The US Department of Health and Human Services (HHS)
has proposed an overhaul of existing human research ethics guidelines in an attempt to deal with various advances in the sciences in the past two decades.
Earlier this month, the HHS published a
Notice of Proposed Rulemaking (NPRM), setting forth suggested changes to the now outdated 1991 regulations (known collectively as the “Common Rule”).
The suggestions include proposals to modify informed consent for biospecimen research, improve the understandability of consent forms, mandate single institutional review board (IRB) oversight of research, and establish data security safeguards.
Many researchers and policy-analysts say that the existing framework is inadequate for studies involving new genomic technologies, and it also seems to hinder multi-site research.
Adil Shamoo, professor of biochemistry and molecular biology at the University of Maryland and chairman of the medical ethics subcommittee of the Defense Health Board, recently spoke out in favour of centralised Institutional Review Boards (IRBs): “I don't believe in large bureaucracies,”
he told Modern Healthcare.
"Cumbersome and outdated regulatory standards overwhelm and distract institutions, IRBs, and investigators in ways that stymie efforts to appropriately address the real risks and benefits of research," the HHS notice reads.

☆ ☆ ☆ ☆ ☆ ☆ ☆

Using the information>
[1] Please quote everything in the passage on the HHS research rules from "has proposed an" down to "past two decades.".
[2] List every change that the passage on the HHS research rules says the suggestions include.
[3] Carry on writing the passage on the HHS research rules, starting after its last sentence.

☆ ☆ ☆ ☆ ☆ ☆ ☆

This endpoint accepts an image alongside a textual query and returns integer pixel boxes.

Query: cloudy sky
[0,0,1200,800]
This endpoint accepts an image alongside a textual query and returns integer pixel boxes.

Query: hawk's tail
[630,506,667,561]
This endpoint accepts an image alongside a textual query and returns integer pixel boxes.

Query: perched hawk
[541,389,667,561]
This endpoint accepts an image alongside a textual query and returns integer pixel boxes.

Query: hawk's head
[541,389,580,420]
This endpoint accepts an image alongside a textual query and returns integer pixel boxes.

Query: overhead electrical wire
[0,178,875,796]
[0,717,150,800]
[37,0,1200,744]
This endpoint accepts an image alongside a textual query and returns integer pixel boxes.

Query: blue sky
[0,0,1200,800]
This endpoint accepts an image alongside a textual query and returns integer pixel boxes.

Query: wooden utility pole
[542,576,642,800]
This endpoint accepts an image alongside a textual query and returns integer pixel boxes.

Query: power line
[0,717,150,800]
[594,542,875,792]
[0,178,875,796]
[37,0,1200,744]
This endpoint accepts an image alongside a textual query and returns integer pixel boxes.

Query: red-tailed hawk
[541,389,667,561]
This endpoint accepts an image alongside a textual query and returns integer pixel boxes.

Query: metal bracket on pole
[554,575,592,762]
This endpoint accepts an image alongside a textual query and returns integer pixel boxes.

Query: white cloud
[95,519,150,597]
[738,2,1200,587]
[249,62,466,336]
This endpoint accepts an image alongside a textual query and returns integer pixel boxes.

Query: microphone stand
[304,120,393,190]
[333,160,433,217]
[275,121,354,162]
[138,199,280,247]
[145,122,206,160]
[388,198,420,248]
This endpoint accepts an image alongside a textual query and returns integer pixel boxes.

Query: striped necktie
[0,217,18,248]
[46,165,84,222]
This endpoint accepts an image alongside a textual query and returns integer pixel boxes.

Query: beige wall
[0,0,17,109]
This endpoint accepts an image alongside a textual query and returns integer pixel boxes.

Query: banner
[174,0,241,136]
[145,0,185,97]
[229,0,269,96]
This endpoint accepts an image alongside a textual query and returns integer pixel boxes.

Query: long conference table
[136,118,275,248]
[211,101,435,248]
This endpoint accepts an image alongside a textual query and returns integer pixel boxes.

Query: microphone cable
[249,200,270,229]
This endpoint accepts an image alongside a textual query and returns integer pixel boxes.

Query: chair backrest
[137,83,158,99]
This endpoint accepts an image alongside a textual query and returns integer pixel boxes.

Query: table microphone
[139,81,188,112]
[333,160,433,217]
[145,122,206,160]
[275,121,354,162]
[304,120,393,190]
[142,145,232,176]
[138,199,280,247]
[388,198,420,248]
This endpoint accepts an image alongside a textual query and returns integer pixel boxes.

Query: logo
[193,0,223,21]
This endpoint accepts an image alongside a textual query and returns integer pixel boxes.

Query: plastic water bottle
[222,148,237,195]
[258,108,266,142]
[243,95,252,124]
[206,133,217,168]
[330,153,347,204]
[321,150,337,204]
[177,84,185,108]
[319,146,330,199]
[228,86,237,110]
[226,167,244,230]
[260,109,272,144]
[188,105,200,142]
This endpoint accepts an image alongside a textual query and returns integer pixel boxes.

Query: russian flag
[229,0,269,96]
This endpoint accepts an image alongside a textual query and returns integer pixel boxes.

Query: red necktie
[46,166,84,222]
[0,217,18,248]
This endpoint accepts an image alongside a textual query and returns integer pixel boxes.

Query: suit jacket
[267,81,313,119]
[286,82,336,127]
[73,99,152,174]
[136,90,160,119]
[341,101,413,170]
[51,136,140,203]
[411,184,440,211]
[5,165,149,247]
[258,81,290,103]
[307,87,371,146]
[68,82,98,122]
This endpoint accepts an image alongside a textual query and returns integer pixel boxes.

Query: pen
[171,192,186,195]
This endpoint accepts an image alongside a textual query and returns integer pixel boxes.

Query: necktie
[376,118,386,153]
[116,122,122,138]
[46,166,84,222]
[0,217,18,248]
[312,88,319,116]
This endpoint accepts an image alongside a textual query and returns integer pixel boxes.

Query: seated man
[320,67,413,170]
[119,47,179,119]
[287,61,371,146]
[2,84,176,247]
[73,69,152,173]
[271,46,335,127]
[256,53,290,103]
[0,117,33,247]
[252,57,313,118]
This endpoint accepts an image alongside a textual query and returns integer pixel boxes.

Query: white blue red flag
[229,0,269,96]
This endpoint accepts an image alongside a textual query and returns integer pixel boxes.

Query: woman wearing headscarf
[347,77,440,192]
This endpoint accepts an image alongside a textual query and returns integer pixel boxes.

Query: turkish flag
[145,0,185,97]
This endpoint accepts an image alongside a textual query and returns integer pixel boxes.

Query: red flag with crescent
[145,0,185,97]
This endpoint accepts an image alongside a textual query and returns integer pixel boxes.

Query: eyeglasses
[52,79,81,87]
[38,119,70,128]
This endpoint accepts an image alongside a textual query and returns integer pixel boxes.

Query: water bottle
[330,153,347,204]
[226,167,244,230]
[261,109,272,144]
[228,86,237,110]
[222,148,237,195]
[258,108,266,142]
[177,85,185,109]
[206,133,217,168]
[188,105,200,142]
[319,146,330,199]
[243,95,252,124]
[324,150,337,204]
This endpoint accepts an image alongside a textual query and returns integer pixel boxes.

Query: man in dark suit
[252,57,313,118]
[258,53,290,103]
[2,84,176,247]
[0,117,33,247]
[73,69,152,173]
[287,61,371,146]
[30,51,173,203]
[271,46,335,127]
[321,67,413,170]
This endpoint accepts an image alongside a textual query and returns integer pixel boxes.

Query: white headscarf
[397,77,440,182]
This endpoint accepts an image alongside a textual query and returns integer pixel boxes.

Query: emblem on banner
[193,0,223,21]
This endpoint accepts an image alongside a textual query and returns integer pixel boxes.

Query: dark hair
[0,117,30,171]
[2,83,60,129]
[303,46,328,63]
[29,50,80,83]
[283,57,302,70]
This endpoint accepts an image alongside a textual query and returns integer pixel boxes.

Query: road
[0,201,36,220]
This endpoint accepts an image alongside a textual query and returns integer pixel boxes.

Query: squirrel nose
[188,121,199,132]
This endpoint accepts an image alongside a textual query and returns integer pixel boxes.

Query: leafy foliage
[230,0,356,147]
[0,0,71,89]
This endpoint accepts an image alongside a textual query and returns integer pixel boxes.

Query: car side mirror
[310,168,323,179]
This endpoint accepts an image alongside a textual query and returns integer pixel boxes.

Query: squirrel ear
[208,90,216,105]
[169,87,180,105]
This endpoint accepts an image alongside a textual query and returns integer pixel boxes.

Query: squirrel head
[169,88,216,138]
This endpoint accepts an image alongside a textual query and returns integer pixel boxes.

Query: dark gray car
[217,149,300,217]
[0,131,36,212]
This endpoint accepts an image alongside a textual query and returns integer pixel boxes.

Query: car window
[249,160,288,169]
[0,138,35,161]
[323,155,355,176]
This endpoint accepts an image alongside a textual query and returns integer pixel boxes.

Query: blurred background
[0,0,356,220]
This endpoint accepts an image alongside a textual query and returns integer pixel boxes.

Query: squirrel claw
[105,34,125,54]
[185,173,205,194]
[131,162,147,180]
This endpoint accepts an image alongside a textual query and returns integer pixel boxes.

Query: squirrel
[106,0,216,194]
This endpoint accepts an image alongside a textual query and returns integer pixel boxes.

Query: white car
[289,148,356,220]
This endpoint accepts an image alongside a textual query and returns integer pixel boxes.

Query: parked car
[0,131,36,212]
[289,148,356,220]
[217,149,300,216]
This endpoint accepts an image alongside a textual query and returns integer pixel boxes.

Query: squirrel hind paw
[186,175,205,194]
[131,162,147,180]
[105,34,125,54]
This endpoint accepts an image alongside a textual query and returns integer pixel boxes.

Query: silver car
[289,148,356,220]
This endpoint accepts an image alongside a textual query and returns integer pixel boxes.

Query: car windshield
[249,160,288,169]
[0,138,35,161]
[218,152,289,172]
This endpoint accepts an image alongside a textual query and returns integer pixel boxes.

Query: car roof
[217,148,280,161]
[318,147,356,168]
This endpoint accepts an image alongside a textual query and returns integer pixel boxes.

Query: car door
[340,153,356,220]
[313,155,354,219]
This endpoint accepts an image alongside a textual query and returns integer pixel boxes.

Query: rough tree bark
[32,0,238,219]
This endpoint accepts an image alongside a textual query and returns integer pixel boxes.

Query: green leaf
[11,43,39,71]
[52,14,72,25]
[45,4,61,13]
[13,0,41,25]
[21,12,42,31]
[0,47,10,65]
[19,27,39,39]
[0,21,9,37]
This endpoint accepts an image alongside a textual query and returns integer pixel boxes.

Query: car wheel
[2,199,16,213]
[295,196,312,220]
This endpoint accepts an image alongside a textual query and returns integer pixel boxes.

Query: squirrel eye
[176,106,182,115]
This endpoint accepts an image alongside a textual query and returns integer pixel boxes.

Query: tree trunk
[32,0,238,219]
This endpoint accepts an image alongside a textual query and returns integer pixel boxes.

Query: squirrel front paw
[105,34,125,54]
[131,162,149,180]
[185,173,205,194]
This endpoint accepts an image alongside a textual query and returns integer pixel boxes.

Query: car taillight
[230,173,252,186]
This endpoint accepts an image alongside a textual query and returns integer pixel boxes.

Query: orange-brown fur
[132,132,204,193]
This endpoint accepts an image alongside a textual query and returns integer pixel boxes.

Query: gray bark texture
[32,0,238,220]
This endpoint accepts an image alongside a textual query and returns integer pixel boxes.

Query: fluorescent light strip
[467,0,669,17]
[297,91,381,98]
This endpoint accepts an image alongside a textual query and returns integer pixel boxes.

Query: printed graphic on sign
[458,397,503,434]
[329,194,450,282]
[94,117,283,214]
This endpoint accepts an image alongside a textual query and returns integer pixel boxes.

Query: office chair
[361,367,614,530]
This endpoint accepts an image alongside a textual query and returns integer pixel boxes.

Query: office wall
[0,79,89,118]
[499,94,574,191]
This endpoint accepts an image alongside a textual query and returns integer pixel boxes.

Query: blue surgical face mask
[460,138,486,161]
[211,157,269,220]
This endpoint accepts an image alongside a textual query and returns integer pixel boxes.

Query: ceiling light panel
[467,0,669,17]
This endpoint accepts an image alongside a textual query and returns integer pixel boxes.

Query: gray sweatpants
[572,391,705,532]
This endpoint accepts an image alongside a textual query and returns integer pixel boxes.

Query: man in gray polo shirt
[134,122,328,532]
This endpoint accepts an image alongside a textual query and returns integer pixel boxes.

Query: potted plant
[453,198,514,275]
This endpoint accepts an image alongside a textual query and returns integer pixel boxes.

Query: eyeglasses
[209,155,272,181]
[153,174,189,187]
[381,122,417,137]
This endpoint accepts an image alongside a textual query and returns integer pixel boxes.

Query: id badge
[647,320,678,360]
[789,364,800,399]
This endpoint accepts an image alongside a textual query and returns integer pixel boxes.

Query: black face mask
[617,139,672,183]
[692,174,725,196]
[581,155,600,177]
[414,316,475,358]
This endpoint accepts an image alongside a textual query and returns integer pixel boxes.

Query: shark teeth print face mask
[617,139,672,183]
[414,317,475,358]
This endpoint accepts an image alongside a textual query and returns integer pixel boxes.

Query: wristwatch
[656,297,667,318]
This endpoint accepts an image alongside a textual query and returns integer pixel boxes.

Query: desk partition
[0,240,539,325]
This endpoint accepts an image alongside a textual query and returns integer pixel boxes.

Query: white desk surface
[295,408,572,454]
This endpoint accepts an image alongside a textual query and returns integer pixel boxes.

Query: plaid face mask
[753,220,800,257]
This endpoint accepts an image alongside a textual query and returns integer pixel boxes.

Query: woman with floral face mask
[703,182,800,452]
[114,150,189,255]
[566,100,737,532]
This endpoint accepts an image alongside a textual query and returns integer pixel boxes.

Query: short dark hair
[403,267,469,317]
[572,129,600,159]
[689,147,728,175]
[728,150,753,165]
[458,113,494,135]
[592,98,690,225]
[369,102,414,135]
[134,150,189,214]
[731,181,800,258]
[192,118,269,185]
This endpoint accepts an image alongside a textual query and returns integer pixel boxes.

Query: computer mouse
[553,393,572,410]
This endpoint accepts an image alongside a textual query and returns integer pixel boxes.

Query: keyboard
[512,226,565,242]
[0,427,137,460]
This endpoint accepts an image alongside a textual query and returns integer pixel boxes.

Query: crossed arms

☆ ☆ ☆ ☆ ☆ ☆ ☆

Answer set>
[1]
has proposed an overhaul of existing human research ethics guidelines in an attempt to deal with various advances in the sciences in the past two decades.

[2]
- Modify informed consent for biospecimen research
- Improve the understandability of consent forms
- Mandate single institutional review board (IRB) oversight of research
- Establish data security safeguards

[3]
The HHS wants informed consent to be required for secondary research with a biospecimen. The HHS understands this to include "part of a blood sample that is left over after being drawn for clinical purposes, even if the investigator is not being given information that would enable him or her to identify whose biospecimen it is."
The proposed changes will have significant implications for a wide range of stakeholders across the life sciences and health care industries, including drug and device manufacturers, hospitals, academic medical centres, universities and medical schools, IRBs, contract research organizations, laboratories, and tissue banks.
Medical anthropologist Barbara Koenig
is concerned about the effect on research into the screening of newborns for disease.
She has studied the collection of samples from newborn babies, and says that “There’s a huge public benefit from the research done with de-identified samples.”
“Requiring explicit consent is going to throw a wrench in that.”
The HHS has begin a 90-day public comment period on the proposal and will decide how to proceed once that concludes.